[Directive]: Edit the listing from the line containing "Can you spot the wooden walking" down to the line containing "x=426, y=578": write out only those lines again, with "black glove" changed to "leather glove" and nothing else altered.

:: Data entries

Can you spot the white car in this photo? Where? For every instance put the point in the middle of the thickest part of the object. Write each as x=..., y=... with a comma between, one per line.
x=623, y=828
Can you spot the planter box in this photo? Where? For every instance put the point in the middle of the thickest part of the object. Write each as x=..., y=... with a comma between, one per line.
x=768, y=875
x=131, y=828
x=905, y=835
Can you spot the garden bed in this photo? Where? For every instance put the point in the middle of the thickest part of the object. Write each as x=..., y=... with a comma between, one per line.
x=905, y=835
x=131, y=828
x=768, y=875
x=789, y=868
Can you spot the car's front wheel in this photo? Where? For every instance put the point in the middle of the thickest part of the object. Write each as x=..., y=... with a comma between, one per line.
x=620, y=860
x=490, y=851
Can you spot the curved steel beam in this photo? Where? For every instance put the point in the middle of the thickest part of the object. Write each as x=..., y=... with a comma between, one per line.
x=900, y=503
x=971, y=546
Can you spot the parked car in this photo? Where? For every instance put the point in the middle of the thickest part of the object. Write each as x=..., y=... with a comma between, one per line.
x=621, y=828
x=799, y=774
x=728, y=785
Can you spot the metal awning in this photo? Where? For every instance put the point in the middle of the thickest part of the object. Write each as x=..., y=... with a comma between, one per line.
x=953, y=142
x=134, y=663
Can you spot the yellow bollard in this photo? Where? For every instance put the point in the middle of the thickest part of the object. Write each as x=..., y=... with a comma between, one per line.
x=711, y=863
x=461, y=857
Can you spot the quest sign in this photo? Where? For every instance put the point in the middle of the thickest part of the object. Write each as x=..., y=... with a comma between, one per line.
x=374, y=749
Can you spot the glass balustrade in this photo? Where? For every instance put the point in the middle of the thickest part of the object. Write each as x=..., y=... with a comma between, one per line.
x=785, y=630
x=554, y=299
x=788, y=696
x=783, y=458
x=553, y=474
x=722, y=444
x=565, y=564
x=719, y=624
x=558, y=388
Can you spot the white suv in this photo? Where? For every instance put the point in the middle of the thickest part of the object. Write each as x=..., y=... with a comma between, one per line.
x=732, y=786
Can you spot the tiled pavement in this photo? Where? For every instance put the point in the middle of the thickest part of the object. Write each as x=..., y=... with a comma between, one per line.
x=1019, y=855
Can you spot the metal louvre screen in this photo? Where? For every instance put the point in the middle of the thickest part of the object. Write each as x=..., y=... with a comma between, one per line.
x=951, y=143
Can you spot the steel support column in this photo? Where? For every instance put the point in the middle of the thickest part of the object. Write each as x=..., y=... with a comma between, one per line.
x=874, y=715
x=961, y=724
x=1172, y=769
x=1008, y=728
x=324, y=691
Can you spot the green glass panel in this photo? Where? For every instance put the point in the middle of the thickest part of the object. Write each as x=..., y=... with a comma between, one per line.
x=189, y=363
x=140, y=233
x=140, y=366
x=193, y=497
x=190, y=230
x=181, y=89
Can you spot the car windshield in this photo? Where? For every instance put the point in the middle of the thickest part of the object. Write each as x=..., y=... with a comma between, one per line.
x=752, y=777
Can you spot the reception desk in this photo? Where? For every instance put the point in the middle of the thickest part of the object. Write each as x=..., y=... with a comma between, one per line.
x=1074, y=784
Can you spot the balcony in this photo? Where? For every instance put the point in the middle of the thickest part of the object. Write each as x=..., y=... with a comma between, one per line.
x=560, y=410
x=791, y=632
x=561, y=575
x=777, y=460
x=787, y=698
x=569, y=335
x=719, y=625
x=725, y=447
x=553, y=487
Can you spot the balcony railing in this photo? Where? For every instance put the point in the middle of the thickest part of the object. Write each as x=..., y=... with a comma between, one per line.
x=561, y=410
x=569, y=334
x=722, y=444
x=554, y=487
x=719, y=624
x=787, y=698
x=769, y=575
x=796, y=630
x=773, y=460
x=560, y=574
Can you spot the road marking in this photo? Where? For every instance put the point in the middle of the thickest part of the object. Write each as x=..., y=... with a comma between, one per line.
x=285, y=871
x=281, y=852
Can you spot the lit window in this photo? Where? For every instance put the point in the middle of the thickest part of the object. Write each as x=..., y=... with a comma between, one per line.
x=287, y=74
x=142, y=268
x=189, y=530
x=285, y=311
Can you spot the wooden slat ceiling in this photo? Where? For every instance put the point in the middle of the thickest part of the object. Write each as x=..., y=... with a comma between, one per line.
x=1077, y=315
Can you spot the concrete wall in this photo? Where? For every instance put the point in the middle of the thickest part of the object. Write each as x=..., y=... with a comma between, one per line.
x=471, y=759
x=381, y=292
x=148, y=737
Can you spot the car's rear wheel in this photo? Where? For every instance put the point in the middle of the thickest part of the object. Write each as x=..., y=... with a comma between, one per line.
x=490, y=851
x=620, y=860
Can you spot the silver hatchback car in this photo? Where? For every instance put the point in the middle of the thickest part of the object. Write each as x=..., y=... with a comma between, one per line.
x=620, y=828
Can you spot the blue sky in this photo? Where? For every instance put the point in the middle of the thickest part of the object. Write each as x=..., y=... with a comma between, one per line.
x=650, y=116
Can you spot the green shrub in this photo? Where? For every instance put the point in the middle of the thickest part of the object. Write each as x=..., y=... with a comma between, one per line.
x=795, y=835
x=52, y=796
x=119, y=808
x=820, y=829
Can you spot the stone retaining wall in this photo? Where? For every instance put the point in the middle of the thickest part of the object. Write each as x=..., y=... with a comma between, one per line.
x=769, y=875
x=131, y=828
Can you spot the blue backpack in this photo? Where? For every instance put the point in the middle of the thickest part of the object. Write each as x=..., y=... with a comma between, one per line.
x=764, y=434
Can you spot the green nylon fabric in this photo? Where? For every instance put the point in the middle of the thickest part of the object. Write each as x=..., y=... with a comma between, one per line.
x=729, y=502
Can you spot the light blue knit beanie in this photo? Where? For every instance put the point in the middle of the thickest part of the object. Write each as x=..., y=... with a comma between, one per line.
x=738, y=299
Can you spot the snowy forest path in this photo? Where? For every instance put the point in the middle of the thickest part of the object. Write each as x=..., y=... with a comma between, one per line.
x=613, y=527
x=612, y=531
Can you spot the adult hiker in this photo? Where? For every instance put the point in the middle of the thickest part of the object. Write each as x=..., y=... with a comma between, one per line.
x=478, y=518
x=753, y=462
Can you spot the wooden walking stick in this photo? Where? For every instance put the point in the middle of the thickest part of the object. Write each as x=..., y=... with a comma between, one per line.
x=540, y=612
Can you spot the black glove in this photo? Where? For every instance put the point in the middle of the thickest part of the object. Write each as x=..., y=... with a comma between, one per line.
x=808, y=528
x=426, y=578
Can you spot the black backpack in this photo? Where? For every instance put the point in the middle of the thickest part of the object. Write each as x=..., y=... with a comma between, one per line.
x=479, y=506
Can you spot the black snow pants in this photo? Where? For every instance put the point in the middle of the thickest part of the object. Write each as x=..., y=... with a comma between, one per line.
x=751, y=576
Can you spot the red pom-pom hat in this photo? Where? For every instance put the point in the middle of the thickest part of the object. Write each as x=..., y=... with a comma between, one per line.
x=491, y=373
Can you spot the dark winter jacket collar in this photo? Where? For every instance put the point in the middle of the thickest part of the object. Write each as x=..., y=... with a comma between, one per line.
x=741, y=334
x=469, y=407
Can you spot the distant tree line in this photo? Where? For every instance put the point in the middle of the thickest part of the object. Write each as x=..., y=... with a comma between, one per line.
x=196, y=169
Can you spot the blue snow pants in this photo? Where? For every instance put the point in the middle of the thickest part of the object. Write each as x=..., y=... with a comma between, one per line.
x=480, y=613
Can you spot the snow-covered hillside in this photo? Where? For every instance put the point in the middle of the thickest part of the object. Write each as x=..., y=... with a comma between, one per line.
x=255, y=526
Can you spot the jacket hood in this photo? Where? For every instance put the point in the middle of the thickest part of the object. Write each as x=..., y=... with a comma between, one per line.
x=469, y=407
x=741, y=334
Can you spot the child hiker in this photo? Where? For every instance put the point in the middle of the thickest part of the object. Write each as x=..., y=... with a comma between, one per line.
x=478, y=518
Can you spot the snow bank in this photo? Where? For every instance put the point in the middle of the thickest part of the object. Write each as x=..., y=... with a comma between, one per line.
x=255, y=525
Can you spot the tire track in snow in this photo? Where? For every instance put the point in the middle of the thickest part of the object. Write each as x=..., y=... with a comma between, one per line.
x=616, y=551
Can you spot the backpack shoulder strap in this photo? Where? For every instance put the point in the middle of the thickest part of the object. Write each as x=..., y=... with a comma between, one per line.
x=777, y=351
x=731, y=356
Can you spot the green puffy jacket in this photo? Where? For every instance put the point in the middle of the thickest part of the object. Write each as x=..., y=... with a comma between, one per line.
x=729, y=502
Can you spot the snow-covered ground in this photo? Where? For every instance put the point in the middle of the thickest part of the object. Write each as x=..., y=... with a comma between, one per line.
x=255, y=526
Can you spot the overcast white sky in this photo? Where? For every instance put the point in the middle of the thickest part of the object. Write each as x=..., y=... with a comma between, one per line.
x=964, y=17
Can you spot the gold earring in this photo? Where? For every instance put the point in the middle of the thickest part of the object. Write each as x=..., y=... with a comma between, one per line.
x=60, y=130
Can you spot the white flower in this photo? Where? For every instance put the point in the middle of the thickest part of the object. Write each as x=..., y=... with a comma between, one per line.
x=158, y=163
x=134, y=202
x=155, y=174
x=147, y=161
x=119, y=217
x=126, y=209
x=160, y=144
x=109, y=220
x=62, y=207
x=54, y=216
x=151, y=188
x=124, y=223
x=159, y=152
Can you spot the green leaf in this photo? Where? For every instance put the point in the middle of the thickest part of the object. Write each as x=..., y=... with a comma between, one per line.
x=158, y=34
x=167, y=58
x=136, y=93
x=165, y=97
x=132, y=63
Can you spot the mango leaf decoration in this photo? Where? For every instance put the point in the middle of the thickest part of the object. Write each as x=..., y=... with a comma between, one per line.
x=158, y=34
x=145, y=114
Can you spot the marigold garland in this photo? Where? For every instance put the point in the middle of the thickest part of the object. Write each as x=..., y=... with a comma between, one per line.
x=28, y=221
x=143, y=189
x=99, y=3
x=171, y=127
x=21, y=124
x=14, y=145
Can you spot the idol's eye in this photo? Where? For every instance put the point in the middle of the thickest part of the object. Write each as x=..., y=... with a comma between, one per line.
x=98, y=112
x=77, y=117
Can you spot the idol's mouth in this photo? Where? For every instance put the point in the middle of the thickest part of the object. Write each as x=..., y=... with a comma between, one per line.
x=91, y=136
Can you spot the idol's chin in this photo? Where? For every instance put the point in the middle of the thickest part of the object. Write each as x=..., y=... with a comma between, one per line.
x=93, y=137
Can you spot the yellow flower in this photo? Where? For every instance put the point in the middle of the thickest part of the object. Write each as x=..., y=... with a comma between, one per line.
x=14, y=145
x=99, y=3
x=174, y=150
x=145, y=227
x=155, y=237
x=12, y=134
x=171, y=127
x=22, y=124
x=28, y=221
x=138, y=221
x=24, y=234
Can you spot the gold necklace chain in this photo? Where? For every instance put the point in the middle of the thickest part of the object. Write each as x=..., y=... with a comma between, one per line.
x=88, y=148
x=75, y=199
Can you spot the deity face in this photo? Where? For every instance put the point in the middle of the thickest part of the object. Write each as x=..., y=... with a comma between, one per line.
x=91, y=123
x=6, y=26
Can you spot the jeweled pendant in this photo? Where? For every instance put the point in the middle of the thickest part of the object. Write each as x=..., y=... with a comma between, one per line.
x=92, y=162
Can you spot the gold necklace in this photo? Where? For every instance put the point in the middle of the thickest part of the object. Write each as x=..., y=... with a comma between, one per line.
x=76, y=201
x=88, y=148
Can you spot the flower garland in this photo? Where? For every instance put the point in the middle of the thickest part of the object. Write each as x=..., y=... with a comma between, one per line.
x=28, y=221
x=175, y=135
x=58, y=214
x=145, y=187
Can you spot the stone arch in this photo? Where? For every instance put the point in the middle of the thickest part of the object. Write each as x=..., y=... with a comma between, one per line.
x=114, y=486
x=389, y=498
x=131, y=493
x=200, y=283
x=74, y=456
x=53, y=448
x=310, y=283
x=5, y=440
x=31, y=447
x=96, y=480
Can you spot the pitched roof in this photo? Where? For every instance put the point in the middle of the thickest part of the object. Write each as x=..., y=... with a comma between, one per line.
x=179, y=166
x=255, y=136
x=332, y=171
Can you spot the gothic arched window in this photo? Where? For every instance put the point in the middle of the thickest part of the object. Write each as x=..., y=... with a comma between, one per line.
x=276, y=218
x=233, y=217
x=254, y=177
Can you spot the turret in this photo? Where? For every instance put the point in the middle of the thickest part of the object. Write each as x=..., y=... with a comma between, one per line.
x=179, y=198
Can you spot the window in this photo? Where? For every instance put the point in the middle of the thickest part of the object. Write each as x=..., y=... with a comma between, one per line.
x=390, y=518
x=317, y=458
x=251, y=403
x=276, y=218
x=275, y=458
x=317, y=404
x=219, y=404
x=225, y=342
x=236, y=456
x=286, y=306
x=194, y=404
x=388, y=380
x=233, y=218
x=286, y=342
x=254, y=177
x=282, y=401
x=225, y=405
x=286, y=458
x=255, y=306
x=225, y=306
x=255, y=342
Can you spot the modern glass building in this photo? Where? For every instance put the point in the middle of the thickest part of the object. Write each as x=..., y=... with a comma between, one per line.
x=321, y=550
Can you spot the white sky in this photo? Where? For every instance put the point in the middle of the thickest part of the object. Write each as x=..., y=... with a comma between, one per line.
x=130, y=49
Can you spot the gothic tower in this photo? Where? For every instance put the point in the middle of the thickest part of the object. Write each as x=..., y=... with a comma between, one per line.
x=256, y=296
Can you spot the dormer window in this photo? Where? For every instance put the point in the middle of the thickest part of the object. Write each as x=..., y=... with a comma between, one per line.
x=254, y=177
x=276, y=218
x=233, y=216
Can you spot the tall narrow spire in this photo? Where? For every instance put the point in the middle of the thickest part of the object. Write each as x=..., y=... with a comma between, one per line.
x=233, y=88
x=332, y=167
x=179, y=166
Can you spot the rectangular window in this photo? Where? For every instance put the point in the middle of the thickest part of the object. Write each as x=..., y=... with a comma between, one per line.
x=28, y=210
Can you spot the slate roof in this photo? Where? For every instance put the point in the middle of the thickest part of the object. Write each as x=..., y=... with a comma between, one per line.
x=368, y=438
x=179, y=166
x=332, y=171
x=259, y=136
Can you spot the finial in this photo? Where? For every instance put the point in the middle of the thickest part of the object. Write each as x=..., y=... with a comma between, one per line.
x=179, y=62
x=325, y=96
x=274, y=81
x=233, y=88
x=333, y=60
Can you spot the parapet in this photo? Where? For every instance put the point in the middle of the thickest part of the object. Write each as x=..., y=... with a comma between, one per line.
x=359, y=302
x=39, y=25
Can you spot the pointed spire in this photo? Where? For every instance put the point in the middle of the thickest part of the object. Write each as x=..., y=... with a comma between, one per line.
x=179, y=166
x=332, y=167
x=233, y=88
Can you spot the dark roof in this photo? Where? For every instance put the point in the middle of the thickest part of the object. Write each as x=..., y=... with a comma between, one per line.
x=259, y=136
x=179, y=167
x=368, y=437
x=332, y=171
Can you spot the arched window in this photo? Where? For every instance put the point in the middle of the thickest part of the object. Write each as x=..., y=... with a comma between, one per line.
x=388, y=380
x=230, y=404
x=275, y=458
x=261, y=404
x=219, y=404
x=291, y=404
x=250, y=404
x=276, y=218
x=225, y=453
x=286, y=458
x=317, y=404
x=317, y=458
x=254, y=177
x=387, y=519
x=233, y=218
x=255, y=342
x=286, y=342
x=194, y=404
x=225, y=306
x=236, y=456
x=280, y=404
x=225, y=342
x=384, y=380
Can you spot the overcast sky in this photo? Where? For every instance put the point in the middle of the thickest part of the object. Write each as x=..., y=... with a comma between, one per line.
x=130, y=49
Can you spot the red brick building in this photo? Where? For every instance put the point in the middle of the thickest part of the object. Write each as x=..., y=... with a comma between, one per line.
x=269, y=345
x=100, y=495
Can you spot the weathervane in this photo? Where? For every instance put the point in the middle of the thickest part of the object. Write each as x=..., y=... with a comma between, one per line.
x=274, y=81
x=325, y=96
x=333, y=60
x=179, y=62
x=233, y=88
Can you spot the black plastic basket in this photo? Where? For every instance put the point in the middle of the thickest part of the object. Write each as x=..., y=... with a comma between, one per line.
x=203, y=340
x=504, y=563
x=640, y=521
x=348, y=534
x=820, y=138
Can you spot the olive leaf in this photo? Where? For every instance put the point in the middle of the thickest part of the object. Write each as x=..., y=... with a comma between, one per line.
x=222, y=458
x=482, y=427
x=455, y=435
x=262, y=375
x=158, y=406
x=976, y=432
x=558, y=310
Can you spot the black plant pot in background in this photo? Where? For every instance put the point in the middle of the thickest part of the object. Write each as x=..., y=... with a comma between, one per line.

::::

[Response]:
Can you spot the wooden walking stick in this photo? Where? For every instance put the point in the middle of the thickest part of the object. Write each as x=..., y=... with a comma between, one per line.
x=540, y=612
Can you spot the leather glove in this photo? Where? For every instance put the point in the middle of the thickest part of the object. Write each as x=..., y=... with a comma between, one per line.
x=808, y=528
x=426, y=578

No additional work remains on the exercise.